> _Problem_
Copy each of the following rows word for word.
"""
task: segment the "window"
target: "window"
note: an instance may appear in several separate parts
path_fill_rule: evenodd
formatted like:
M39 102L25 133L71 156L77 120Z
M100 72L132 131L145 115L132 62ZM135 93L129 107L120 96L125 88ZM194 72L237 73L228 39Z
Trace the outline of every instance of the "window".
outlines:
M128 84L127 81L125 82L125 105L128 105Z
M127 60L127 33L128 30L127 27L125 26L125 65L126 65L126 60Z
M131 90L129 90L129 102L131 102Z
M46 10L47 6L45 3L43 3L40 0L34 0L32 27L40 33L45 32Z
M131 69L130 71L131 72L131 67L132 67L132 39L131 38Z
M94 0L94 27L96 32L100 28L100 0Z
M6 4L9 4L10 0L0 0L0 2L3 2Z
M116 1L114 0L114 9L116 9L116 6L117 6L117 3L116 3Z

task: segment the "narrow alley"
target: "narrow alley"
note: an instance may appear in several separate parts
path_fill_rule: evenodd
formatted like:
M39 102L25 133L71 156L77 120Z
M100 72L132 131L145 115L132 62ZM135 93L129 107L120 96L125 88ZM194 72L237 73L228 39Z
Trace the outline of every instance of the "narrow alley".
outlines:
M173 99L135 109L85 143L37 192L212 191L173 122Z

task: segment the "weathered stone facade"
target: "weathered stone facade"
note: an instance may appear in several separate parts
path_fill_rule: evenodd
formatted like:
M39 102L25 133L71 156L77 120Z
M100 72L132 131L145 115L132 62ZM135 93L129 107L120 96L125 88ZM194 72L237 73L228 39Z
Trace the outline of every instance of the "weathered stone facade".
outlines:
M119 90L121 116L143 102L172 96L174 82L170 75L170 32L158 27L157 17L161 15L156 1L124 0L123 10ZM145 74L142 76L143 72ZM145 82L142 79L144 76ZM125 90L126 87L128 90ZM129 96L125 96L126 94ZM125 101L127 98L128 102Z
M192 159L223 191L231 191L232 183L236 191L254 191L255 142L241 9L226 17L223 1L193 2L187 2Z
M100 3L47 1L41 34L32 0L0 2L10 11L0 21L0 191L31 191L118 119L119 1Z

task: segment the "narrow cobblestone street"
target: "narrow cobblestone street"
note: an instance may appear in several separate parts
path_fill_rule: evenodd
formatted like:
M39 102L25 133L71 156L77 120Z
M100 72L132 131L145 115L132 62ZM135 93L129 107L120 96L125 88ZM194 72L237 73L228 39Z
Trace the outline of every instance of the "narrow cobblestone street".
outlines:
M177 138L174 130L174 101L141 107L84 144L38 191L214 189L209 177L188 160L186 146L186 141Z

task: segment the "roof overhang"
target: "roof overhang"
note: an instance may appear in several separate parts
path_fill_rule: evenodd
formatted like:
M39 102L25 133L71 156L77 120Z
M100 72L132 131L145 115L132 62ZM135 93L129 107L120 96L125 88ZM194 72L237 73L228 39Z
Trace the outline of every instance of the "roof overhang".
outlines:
"""
> _Exercise output_
task: segment the "window"
target: "window"
note: an instance may appear in several separate parts
path_fill_rule: evenodd
formatted like:
M39 102L25 133L71 156L77 120Z
M100 72L132 131L145 115L132 62ZM135 93L129 107L120 96L125 88ZM194 72L237 73L228 39Z
Trace the outline of every instance of the "window".
outlines:
M128 84L127 81L125 82L125 105L128 105Z
M127 60L127 33L128 30L127 27L125 26L125 65L126 65L126 60Z
M131 90L129 90L129 102L131 102Z
M46 10L47 6L45 3L43 3L40 0L34 0L32 27L40 33L45 32Z
M131 69L130 71L131 72L131 67L132 67L132 39L131 38Z
M94 0L94 27L96 32L100 28L100 0Z
M6 4L9 4L10 0L0 0L0 2L3 2Z
M116 1L114 0L114 9L116 9L116 6L117 6L117 3L116 3Z

task: segment the "narrow alley"
target: "narrow alley"
note: an instance may appear in several separate parts
path_fill_rule: evenodd
formatted like:
M39 102L25 133L71 156L77 120Z
M100 72L132 131L145 115L132 62ZM135 93L129 107L120 96L125 88ZM194 72L237 73L228 39Z
Trace the outline of every instance of the "narrow alley".
outlines:
M173 99L135 109L85 143L37 192L212 191L173 122Z

task: segment the "weathered stone facade"
target: "weathered stone facade"
note: an instance may appear in several separate parts
path_fill_rule: evenodd
formatted like:
M39 102L25 133L71 156L77 120Z
M100 72L132 131L145 115L132 62ZM135 93L129 107L120 96L125 88ZM194 72L237 73L228 39Z
Trace the outline of every instance of the "weathered stone facade".
outlines:
M119 90L121 116L143 102L172 96L174 82L170 75L170 32L158 27L157 17L161 15L156 1L124 0L123 10ZM145 74L142 76L143 72ZM145 82L142 79L144 76ZM125 90L126 87L128 90ZM129 96L125 96L126 94ZM125 101L127 98L128 102Z
M192 159L223 191L231 191L232 183L236 191L254 191L255 142L241 9L226 17L223 1L193 2L187 2Z
M100 3L47 1L41 34L32 0L0 2L10 11L0 21L0 191L31 191L118 119L119 1Z

task: segment the "narrow cobblestone street"
target: "narrow cobblestone street"
note: an instance may appear in several separate parts
path_fill_rule: evenodd
formatted like:
M39 102L25 133L71 156L77 120Z
M100 72L132 131L145 115L132 62ZM135 93L129 107L120 96L125 88ZM194 72L237 73L228 39Z
Trace the outline of every instance of the "narrow cobblestone street".
outlines:
M177 138L174 130L174 101L141 107L84 144L38 191L214 189L209 177L188 160L186 146L186 141Z

task: segment the "roof overhang"
target: "roof overhang"
note: an instance may appear in several separate parts
path_fill_rule: evenodd
formatted like:
M39 102L25 133L71 156L77 120Z
M100 72L132 131L145 115L132 62ZM135 93L129 107L120 96L125 88ZM194 72L237 73L228 39Z
Trace the outline of every instance of the "roof overhang".
outlines:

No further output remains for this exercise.